> _Given instruction_
Copy verbatim every line of the entries from the line containing "Where can the black mesh" through the line containing "column 282, row 25", both of those lines included.

[Pointing records for named objects]

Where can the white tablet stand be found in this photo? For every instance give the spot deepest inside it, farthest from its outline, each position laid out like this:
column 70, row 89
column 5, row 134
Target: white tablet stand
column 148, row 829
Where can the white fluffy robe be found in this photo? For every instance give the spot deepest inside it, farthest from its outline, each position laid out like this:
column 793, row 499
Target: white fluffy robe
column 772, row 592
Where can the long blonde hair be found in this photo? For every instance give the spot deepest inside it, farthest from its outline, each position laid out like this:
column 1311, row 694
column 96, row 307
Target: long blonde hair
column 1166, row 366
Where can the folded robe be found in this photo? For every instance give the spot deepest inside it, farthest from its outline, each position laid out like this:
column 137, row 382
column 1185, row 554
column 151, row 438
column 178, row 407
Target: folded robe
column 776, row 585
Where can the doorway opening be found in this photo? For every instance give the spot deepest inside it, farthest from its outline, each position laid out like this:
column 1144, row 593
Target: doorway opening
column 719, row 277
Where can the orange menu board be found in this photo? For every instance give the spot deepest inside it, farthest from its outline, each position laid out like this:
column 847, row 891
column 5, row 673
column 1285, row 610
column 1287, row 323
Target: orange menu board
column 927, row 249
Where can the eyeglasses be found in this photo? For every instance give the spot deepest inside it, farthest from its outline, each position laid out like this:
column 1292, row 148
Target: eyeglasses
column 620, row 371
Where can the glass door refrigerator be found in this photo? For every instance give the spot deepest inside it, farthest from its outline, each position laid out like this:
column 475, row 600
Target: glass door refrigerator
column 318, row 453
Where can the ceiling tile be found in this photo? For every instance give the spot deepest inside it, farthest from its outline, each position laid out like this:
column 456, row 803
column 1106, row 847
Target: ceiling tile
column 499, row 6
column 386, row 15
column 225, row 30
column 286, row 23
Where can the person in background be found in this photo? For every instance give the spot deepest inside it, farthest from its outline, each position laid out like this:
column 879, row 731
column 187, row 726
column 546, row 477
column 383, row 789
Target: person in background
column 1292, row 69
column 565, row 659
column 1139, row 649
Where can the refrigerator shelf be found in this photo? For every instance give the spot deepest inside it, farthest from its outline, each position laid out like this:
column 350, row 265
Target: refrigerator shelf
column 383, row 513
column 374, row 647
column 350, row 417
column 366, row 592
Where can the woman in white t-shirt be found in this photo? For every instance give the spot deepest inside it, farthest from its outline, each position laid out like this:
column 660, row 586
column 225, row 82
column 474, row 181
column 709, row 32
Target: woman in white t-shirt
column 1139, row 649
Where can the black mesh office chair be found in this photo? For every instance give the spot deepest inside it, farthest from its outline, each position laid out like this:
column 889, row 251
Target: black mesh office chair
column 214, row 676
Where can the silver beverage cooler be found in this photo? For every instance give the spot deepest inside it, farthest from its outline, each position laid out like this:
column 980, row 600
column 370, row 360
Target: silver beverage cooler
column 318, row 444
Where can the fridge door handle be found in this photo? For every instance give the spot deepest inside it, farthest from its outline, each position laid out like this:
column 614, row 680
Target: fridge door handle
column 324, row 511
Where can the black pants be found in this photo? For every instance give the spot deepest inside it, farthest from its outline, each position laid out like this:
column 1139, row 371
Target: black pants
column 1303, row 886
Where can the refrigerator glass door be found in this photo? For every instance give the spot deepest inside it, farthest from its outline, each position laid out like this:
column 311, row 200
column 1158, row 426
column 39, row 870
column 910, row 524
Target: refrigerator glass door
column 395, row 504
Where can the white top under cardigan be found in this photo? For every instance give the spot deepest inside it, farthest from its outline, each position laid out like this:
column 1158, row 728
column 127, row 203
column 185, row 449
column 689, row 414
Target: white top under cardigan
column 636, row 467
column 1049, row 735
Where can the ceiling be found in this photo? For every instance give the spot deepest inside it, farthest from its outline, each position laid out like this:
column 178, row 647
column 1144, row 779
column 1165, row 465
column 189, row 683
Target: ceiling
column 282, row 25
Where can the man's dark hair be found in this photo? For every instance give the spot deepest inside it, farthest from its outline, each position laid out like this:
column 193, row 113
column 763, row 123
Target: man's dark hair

> _Complete answer_
Where can the black mesh office chair be found in this photo? For every instance give the spot deepest inside it, farthest from its outline, each position laid out like this:
column 889, row 251
Target: black mesh office chair
column 214, row 676
Where can the silver beverage cooler be found in this photo? For every instance give the spot deepest inside it, farthest from its outline, each position laid out like this:
column 980, row 600
column 370, row 360
Target: silver beverage cooler
column 318, row 444
Where can the fridge door handle be found in this photo? For every instance give the spot deepest inside it, farthest from its outline, each position laid out like this:
column 614, row 680
Target: fridge door handle
column 324, row 511
Where can the black pants be found in this photo? For every instance give the spot deepest inside it, farthest from its outline, each position laid out like this:
column 1139, row 371
Target: black pants
column 1303, row 886
Where can the refrigerator glass door be found in this photo? For every instance give the spot deepest inside it, farthest from its outline, each position laid out like this:
column 311, row 200
column 1158, row 426
column 39, row 870
column 910, row 524
Target: refrigerator glass door
column 395, row 504
Where can the white top under cardigan be found in this photo? For every instance give the spot deepest inside it, farthest from its outline, each position laid out like this:
column 1158, row 728
column 127, row 203
column 185, row 449
column 689, row 414
Target: white top under cardigan
column 636, row 467
column 1049, row 735
Where can the ceiling be found in this photo? For every instance give the spot deepest inside it, farthest from its outline, each position laid out like this:
column 178, row 647
column 1144, row 779
column 1165, row 465
column 189, row 683
Target: ceiling
column 282, row 25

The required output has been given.